TASK PROMPT
Transcribe the passage of the board-guidance text on returning to work after lockdown from "2. Should boards" to "resume their activities.", leaving every word as it stands.

DOCUMENT SECTION
******
1. What are the key topics that boards should focus on to ensure proper discharge of their duties as directors, as their businesses return to work following a lockdown?
Key topics that boards should focus on as their businesses return to work following a lockdown are as follows:
- observation of government regulation, guidelines and recommendations
- ensuring employee safety
- developing an effective communication plan for interacting with employees and, for listed companies, updating the market
- conducting a fresh internal risk review to assess the logistics of a return-to-work operation
- being mindful of the time limits on temporary measures introduced during lockdown regarding legal and regulatory obligations, for example regarding statutory filings and relaxation of certain aspects of the listed company regime
- understanding the impact of COVID-19 on their sector as a whole and on their particular business
- given the volatility in the markets and the uncertainties surrounding COVID-19, directors should conduct assessments of their company's value on an ongoing basis.
2. Should boards adopt particular governance practices in this context?
Yes. Boards should understand the risks, manage health and safety, play an effective role in overseeing management’s plans to return to the workplace, rethink facilities and technology, and revisit their takeover response plans with their advisors to ensure they will be able to respond effectively to any takeover bid.
The Confédération Générale des Entreprises du Maroc (CGEM) has put in place three practical guides and a training kit for the benefit of companies entitled to resume their activities.
3. To what extent are boards being encouraged to take into account corporate purpose and values in the context of COVID-19 and a return to work?
All members of the board need to engage with their management teams so they can understand and assess the impact of, and, if necessary, revisit, decisions taken in response to the effects of COVID-19.
******
Records in a dataset
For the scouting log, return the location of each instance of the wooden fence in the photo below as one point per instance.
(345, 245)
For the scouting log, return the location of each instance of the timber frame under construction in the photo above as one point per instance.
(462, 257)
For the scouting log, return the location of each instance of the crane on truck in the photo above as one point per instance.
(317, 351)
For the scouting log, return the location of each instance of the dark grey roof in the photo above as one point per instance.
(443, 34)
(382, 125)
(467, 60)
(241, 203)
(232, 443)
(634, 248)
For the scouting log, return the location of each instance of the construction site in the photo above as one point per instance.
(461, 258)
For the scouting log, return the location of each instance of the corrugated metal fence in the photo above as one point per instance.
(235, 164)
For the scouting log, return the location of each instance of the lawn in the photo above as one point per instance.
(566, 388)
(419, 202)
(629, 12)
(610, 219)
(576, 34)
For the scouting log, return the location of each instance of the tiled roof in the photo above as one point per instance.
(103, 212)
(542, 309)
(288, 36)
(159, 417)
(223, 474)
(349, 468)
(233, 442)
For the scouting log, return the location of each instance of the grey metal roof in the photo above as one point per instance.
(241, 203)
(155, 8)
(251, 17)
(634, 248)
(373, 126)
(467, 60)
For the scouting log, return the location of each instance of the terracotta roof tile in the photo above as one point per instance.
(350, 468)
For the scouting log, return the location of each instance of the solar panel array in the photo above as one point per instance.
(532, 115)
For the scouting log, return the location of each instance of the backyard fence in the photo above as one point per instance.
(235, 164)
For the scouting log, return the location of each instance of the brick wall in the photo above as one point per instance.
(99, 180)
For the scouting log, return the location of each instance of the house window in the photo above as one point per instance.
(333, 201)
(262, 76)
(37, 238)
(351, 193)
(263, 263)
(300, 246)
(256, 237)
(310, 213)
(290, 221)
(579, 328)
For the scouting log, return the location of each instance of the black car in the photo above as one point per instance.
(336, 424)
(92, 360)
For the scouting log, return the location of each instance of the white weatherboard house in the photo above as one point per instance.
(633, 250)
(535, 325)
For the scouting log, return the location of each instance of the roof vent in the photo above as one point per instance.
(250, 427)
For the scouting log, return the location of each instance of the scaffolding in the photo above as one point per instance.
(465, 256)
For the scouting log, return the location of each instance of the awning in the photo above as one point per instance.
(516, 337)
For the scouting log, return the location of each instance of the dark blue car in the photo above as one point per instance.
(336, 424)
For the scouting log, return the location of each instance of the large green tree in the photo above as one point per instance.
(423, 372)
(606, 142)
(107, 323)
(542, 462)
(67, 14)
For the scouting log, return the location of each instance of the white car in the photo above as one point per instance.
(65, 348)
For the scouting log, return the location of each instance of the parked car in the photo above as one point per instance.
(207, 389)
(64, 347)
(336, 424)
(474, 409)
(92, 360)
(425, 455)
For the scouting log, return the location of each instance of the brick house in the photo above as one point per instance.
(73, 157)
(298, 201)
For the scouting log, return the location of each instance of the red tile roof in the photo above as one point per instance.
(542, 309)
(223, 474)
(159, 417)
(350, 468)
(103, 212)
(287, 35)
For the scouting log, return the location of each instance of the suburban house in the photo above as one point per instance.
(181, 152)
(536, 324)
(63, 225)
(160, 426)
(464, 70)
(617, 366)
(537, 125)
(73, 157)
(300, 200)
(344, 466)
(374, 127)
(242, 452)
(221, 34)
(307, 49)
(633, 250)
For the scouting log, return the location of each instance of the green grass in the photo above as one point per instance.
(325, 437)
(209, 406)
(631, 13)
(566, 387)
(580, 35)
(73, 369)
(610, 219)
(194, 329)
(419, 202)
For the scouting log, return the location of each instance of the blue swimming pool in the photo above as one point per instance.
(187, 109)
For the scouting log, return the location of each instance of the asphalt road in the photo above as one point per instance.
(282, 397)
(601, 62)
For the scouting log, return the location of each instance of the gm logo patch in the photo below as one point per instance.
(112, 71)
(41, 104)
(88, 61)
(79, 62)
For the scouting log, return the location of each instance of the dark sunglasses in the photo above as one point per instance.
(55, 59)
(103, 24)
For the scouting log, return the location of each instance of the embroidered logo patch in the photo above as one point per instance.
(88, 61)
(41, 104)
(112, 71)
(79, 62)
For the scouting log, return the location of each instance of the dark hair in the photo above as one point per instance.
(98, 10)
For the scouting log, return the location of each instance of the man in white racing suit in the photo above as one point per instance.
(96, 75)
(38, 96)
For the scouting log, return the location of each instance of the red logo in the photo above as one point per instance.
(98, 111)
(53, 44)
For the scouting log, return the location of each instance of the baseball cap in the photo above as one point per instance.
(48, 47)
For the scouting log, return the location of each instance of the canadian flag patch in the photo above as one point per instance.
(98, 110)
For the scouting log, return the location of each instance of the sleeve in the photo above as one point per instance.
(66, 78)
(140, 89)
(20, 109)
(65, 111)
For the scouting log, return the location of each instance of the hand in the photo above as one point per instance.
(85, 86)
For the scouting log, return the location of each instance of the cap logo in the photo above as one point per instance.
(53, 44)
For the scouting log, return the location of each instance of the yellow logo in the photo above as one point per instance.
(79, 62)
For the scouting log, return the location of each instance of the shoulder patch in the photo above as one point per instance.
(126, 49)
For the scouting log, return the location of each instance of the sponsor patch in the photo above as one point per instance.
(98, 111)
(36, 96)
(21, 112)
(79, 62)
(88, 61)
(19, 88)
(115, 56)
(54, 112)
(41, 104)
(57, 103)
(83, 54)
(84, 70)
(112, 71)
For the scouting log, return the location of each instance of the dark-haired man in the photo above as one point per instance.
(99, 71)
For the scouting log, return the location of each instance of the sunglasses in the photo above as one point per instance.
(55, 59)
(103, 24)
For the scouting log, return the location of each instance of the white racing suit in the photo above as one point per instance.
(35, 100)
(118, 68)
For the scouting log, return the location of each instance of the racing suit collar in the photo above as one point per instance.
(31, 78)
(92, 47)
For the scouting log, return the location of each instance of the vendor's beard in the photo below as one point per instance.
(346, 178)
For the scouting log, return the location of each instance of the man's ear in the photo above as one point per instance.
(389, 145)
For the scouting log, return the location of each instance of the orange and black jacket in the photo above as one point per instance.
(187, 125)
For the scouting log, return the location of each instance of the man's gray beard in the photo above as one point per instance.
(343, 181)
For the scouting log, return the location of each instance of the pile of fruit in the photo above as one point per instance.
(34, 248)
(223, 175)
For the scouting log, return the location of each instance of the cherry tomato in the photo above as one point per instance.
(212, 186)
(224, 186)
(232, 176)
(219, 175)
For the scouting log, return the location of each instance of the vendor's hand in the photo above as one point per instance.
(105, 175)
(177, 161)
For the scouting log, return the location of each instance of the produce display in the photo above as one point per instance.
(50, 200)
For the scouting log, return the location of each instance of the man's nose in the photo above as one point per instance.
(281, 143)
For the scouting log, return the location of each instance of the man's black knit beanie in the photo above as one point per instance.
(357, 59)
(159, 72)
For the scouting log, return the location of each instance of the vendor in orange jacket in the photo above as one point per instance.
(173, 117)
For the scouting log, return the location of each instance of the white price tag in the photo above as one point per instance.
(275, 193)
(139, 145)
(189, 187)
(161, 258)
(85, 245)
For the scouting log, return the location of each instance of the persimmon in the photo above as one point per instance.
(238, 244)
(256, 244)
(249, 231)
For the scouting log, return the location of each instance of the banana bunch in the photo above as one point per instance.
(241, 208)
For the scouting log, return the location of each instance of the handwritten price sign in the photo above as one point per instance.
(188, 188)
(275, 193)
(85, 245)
******
YOUR RESPONSE
2. Should boards adopt particular governance practices in this context?
Yes. Boards should understand the risks, manage health and safety, play an effective role in overseeing management’s plans to return to the workplace, rethink facilities and technology, and revisit their takeover response plans with their advisors to ensure they will be able to respond effectively to any takeover bid.
The Confédération Générale des Entreprises du Maroc (CGEM) has put in place three practical guides and a training kit for the benefit of companies entitled to resume their activities.